### What the task asks
Please update the entries that begin at the line containing "of the mown" and stop after the line containing "(1002, 664)", changing every "photograph" to "image" and keeping everything else the same. Reproduce only those lines, and omit any pictures.

[Records from a dataset]
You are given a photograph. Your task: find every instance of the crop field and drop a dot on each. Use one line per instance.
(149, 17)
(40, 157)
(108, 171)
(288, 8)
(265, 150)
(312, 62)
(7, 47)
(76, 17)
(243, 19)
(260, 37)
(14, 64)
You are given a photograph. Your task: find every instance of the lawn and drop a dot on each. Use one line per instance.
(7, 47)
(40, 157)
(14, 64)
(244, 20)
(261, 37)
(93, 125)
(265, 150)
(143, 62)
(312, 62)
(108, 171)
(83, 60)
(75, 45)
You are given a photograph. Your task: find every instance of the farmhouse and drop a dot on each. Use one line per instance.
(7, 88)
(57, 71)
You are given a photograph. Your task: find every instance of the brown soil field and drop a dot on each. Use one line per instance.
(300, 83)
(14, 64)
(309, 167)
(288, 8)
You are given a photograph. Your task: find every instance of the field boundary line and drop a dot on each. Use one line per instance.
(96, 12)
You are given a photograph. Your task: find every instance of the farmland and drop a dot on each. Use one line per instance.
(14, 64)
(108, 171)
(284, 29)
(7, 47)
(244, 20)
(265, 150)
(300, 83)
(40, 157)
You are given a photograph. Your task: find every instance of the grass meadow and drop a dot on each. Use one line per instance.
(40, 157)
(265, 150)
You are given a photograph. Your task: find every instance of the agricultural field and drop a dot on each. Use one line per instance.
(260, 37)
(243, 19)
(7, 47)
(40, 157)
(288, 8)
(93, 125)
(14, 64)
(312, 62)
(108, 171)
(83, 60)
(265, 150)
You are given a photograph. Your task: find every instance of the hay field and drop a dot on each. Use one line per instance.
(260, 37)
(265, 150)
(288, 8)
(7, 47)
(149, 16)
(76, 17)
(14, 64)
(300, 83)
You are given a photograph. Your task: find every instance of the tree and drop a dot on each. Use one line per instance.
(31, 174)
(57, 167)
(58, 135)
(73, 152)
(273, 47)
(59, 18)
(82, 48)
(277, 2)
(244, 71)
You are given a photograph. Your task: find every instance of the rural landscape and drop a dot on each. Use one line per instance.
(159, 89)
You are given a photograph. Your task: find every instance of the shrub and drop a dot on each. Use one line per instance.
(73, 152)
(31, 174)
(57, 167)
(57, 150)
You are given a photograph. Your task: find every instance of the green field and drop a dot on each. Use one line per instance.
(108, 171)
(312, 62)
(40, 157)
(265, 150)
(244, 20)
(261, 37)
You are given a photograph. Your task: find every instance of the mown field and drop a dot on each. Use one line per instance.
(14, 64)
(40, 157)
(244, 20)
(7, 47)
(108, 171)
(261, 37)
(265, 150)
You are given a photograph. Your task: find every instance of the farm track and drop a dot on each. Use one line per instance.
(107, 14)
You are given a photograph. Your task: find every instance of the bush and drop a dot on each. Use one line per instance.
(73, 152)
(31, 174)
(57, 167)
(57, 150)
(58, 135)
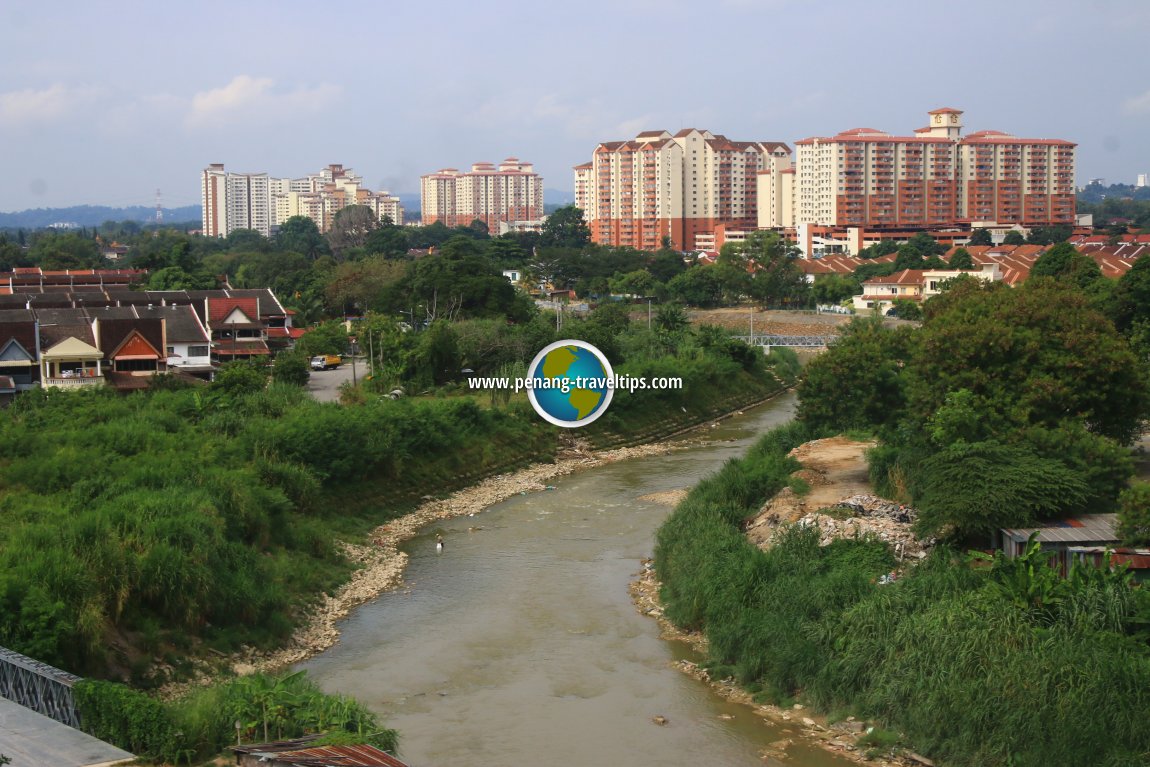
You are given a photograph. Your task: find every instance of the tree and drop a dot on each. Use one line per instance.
(506, 252)
(247, 240)
(351, 227)
(961, 259)
(975, 489)
(909, 258)
(1055, 262)
(906, 309)
(1050, 235)
(457, 282)
(834, 288)
(733, 270)
(980, 237)
(566, 228)
(697, 286)
(358, 286)
(66, 251)
(926, 245)
(1134, 514)
(437, 353)
(1132, 296)
(300, 235)
(671, 317)
(1037, 354)
(857, 383)
(666, 265)
(634, 283)
(389, 240)
(480, 229)
(176, 278)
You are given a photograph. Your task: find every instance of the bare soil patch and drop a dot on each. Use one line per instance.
(771, 321)
(834, 468)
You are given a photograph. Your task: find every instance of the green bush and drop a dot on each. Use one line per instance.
(1002, 664)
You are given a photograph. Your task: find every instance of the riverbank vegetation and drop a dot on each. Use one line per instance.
(257, 708)
(1007, 406)
(142, 530)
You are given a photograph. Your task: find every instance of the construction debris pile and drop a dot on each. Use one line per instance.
(860, 515)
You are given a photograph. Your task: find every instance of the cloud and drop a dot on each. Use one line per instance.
(247, 99)
(1137, 105)
(30, 106)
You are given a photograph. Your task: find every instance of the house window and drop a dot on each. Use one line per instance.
(135, 365)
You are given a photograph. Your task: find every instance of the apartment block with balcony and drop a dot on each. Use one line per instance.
(507, 197)
(262, 202)
(935, 178)
(676, 189)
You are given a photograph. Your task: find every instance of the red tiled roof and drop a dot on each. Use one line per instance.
(240, 347)
(219, 308)
(904, 277)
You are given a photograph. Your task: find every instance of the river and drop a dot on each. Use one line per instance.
(519, 644)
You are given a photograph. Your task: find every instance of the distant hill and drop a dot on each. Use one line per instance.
(92, 215)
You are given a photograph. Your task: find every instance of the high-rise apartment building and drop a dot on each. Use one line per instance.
(258, 201)
(234, 201)
(660, 188)
(935, 178)
(504, 198)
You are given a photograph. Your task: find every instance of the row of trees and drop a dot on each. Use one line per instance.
(993, 662)
(1006, 406)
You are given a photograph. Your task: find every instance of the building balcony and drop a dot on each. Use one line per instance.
(74, 382)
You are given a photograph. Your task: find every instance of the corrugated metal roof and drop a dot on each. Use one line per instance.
(1088, 528)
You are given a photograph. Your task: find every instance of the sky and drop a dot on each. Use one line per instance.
(105, 102)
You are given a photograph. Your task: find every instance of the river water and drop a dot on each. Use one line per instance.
(519, 644)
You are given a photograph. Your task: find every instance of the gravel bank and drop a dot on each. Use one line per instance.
(381, 564)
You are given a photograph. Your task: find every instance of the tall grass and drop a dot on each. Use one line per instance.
(975, 666)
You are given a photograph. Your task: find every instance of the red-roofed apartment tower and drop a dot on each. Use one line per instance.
(936, 178)
(660, 186)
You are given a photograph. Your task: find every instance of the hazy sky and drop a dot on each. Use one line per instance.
(104, 102)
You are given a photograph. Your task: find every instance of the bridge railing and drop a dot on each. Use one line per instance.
(795, 342)
(43, 688)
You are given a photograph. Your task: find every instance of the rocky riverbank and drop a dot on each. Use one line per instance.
(381, 564)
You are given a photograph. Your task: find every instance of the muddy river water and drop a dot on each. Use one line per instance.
(519, 645)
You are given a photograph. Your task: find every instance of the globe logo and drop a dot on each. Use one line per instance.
(570, 383)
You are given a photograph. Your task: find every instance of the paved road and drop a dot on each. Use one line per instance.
(324, 384)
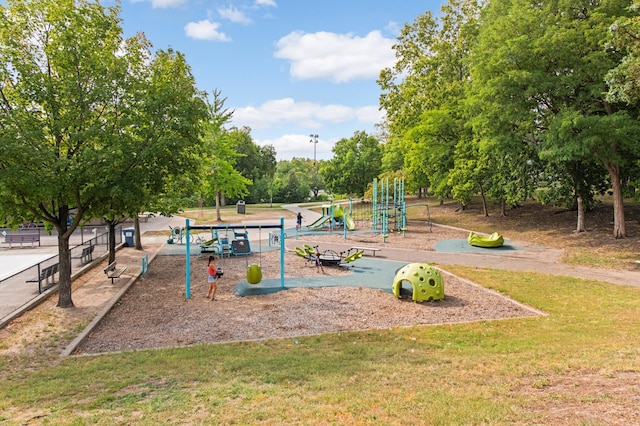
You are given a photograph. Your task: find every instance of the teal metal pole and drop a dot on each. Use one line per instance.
(282, 251)
(374, 221)
(188, 266)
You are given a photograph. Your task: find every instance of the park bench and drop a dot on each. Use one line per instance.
(86, 256)
(113, 271)
(47, 276)
(22, 238)
(373, 250)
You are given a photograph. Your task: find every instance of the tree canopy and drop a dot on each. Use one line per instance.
(507, 97)
(85, 113)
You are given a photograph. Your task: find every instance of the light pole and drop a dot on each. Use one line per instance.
(314, 141)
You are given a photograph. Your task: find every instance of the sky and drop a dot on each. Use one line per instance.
(287, 68)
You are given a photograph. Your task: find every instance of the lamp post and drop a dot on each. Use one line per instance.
(314, 141)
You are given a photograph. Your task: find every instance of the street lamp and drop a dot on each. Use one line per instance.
(314, 141)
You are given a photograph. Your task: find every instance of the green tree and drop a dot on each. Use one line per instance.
(162, 144)
(423, 93)
(222, 178)
(355, 163)
(542, 66)
(67, 95)
(292, 181)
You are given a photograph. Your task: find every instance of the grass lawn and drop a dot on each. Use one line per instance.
(580, 364)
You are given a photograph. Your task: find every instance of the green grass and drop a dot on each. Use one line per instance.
(477, 373)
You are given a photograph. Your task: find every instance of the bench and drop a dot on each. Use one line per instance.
(46, 274)
(86, 256)
(113, 271)
(22, 238)
(371, 249)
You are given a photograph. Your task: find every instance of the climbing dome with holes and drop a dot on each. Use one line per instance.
(426, 282)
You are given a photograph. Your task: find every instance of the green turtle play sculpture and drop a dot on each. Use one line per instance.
(426, 282)
(486, 241)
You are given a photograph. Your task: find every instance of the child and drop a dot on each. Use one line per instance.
(212, 277)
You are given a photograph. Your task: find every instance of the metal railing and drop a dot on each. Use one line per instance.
(37, 278)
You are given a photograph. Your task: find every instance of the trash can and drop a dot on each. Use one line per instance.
(128, 236)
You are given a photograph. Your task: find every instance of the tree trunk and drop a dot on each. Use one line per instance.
(112, 241)
(218, 217)
(619, 230)
(485, 209)
(137, 237)
(64, 269)
(580, 226)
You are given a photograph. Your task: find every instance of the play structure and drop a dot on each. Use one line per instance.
(221, 245)
(239, 246)
(328, 257)
(333, 216)
(486, 241)
(389, 210)
(425, 280)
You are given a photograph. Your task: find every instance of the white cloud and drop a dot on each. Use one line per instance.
(337, 57)
(271, 3)
(163, 4)
(297, 145)
(234, 15)
(309, 115)
(205, 30)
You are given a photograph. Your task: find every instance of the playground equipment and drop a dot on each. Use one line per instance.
(389, 213)
(254, 274)
(490, 241)
(251, 274)
(327, 257)
(426, 281)
(333, 216)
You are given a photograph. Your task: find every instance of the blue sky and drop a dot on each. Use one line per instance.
(288, 68)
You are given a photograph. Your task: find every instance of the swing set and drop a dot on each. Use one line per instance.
(254, 271)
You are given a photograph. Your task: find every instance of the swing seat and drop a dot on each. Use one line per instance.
(254, 274)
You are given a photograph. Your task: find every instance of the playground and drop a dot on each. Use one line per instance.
(334, 299)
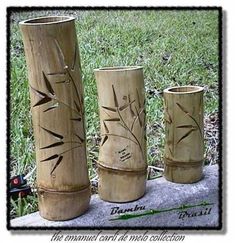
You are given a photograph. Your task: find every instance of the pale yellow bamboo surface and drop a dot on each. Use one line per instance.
(57, 108)
(122, 156)
(184, 142)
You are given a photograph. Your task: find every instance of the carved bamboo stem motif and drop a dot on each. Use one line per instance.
(184, 145)
(122, 157)
(56, 95)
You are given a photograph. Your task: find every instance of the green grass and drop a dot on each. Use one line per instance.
(110, 38)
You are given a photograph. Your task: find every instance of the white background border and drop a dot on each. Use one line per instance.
(229, 103)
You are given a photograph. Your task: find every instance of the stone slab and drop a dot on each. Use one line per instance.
(170, 199)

### Result of the exercise
You are given a image. Your task: find every instance of the mown field and drop a dot on each. Use one line per instance.
(14, 64)
(40, 157)
(244, 20)
(7, 47)
(108, 171)
(261, 37)
(265, 150)
You are given a image. Your task: find every instance of the farm track and drop a dot on each. Use one line per instance.
(107, 14)
You are given a image. Your task: find every instance of the bush and drop a dot on each. Use one line per instance.
(73, 152)
(31, 174)
(57, 167)
(57, 150)
(58, 135)
You are given a image. Your task: find every instance of the tree and drop a dot on each. Use one line per instance.
(506, 252)
(247, 240)
(351, 227)
(961, 259)
(975, 489)
(909, 258)
(1055, 262)
(906, 309)
(1050, 235)
(457, 282)
(834, 288)
(733, 270)
(980, 237)
(566, 228)
(697, 286)
(358, 286)
(66, 251)
(926, 245)
(1134, 514)
(437, 353)
(1132, 296)
(300, 235)
(671, 317)
(1037, 354)
(857, 383)
(666, 265)
(634, 283)
(389, 240)
(480, 229)
(176, 278)
You are given a image. Your task: find every instance of the bare soil patch and drop a dot on each. Use one line per instance.
(771, 321)
(834, 468)
You are given a image. Your task: find every instance of the green bush and drop a dot on each. Use one line per instance.
(1002, 664)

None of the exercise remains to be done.